Data for processing START

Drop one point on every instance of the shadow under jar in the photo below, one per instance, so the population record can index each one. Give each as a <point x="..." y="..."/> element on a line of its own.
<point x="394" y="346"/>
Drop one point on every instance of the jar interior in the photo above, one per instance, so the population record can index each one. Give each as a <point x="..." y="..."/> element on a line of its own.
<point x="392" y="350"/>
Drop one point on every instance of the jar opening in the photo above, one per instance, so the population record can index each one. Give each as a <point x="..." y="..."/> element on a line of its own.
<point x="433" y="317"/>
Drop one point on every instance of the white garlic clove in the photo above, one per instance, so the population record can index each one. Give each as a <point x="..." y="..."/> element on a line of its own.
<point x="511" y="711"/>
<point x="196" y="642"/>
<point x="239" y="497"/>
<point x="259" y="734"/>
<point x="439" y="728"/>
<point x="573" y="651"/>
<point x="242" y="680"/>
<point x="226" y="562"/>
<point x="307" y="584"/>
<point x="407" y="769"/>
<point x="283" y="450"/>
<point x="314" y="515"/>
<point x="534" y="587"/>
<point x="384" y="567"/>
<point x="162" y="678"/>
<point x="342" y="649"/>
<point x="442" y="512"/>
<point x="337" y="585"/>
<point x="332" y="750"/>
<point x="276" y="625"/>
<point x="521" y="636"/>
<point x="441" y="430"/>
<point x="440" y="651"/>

Data for processing END
Data for processing START

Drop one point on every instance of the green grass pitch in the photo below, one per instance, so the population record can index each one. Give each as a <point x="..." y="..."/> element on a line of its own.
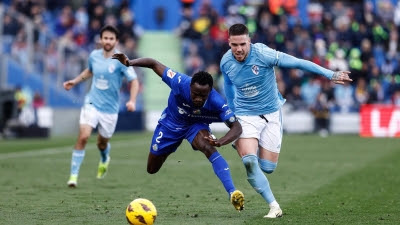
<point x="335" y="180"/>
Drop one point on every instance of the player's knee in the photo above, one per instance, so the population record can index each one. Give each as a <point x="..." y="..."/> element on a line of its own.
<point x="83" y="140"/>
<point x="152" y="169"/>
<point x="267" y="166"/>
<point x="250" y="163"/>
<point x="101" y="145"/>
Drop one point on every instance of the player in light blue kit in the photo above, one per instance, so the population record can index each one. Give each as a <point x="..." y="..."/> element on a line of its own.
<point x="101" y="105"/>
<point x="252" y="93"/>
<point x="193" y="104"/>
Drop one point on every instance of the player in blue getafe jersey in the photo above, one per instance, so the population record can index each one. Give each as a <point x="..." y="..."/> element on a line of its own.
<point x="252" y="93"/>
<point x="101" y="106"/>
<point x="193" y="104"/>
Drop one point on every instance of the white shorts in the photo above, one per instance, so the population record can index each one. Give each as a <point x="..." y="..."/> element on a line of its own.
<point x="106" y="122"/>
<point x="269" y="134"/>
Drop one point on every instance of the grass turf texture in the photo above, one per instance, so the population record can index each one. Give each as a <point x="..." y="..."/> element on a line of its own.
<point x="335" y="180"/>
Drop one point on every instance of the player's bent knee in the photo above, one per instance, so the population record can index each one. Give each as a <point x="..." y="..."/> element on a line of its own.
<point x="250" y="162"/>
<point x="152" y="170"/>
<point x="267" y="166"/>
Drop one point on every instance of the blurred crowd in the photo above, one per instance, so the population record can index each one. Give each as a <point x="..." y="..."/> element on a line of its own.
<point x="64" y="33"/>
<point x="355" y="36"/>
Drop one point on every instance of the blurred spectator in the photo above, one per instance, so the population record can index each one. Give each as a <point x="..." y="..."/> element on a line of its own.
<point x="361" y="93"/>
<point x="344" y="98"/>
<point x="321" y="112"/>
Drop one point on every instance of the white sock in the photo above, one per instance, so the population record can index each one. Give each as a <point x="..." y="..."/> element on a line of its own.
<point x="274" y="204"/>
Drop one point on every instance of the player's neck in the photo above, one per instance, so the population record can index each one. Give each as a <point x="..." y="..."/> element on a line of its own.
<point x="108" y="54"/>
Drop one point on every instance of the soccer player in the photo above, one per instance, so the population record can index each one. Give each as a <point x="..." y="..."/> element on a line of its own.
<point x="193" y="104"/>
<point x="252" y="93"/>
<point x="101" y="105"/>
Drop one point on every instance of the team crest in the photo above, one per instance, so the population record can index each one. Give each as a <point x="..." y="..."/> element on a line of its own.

Data for processing END

A verbatim transcription is needed of the lines above, starting at the line with "Drop one point on every instance of the blurred spectator" and ending at the line with "Drop one point on every instance of the team", both included, and of nothing else.

Drop one point on every instance of the blurred spectator in the photo above, one per instance, so the population record can index each one. Give each as a <point x="..." y="..."/> element on a line of its own.
<point x="361" y="93"/>
<point x="344" y="98"/>
<point x="321" y="112"/>
Drop one point on every instance of the white sock in the photo above, one per instance, so the population record can index each one. Give each as a <point x="..." y="..."/> element on a line of its own.
<point x="274" y="204"/>
Drop one point on every instance of the player's neck in the photo above, one per instance, so the population record can index each one. Give each as a <point x="..." y="..."/> element on a line of its own.
<point x="108" y="54"/>
Drop one point on every instance of the soccer player in the photo above, one per instance, so the population record can index each one. Give each as a <point x="..." y="..."/> element on a line of its own.
<point x="193" y="104"/>
<point x="252" y="93"/>
<point x="101" y="105"/>
Drop one point on every instance of the team crest in the photo above, one per instance, so the population record can index each one. Give each as a <point x="..." y="..."/> element on a line of its own.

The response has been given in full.